[Extrait]
━━━━
La reforme telle qu’elle est entreprise vient remettre en cause les règles d’accès à l’emploi. On le sait, l’accès à certains emplois tant dans la fonction publique que dans la formation professionnelle est soumis à un niveau BAC plus deux ans. Donc de niveau de technicien supérieur. Que deviendront tous ces concours s’ils doivent recruter dorénavant des cadres au lieu des techniciens supérieurs. Le gouvernement aura-t-il les moyens pour recruter ce personnel avec un salaire de cadre ? Cela paraît à l’évidence impossible.
Il est bon de savoir que les titulaires de BTS constituent dans la hiérarchie professionnelle des techniciens supérieurs qui effectuent des tâches d’exécution ou d’encadrement d’employés et ouvriers qualifiés ou qui travaillent sous les ordres des agents d’encadrement que sont les ingénieurs des techniques qui eux-mêmes travaillent sous les ordres des ingénieurs de conception. Dans nos entreprises, on le sait, les personnes qui effectuent des tâches d’exécution évidemment n’ont pas le même traitement salarial que celles qui exercent des tâches de commandement. Aussi un chef d’entreprise préférerait-il recruter des personnes qui lui reviendront moins chers que celles qui lui reviendront plus chers. En décidant la généralisation du LMD dans les grandes écoles il ya aura un renversement de la pyramide de la recherche de l’emploi. Ce sont les licenciés professionnels qui seront dans l’avenir plus nombreux que les techniciens supérieurs. Cela n’est pas une mauvaise en soi. Mais alors, quel sera le sort de nombreux titulaires du BTS pour la formation desquels l’Etat a énormément investi et qui sont en quête d’un premier emploi ? Ça va être purement et simplement du gâchis. A compétences égales, si un chef d’entreprise a un choix à faire entre un titulaire du BTS et un titulaire de la licence professionnel, il n’hésitera pas à faire le choix du titulaire du BTS puisque celui-ci lui reviendra moins cher. On aura simplement une pléthore de licenciés professionnels sur le marché du travail avec très peu d’emplois disponibles. Vous avez dit employabilité des étudiants ? A ce rythme, on y arrivera très vite. Ce manque de concertation entraine une situation ambigüe.
━━━━
[Jeu de données]

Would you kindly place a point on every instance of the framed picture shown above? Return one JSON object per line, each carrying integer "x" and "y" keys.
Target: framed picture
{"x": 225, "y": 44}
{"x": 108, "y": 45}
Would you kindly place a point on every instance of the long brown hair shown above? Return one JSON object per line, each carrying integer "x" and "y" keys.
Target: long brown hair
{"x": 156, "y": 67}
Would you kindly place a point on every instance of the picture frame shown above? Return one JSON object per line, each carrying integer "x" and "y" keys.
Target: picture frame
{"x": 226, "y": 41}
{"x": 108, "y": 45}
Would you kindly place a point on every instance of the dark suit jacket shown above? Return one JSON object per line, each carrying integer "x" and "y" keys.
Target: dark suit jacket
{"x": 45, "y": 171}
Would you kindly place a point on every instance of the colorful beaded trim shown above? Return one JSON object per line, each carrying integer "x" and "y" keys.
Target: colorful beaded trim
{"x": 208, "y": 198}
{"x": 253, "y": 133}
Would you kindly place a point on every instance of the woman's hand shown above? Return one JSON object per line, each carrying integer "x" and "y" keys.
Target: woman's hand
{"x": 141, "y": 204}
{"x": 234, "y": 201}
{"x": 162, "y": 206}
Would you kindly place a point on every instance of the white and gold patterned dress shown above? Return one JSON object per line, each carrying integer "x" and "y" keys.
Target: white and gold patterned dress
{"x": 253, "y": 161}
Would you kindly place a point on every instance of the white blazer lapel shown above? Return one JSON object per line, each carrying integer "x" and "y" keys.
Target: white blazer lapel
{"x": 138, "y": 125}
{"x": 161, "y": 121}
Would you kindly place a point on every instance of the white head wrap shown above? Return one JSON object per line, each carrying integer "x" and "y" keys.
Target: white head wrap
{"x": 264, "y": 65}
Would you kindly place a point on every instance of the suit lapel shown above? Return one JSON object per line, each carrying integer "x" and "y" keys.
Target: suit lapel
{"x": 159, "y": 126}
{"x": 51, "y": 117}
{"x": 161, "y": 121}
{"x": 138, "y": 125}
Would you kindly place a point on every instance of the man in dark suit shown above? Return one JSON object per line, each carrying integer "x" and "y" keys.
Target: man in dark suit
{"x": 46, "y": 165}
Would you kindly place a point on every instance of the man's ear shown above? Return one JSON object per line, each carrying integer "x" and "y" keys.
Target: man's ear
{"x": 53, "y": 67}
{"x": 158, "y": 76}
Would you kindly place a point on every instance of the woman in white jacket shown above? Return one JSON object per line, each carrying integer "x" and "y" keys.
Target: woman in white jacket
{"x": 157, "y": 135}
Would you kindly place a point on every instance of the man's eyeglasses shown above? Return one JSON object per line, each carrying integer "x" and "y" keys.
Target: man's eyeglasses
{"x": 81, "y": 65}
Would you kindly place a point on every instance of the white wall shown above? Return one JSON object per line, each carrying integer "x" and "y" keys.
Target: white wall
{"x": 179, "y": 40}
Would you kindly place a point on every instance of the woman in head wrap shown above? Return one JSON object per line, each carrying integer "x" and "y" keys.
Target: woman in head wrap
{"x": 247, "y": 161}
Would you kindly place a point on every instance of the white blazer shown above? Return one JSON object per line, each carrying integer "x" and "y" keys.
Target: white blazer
━━━━
[Énoncé] Réécrivez le passage de l'extrait allant de «La reforme telle» jusqu'à «à l’évidence impossible.» inclus, en remplaçant «concours» par «examens».

[Résultat]
La reforme telle qu’elle est entreprise vient remettre en cause les règles d’accès à l’emploi. On le sait, l’accès à certains emplois tant dans la fonction publique que dans la formation professionnelle est soumis à un niveau BAC plus deux ans. Donc de niveau de technicien supérieur. Que deviendront tous ces examens s’ils doivent recruter dorénavant des cadres au lieu des techniciens supérieurs. Le gouvernement aura-t-il les moyens pour recruter ce personnel avec un salaire de cadre ? Cela paraît à l’évidence impossible.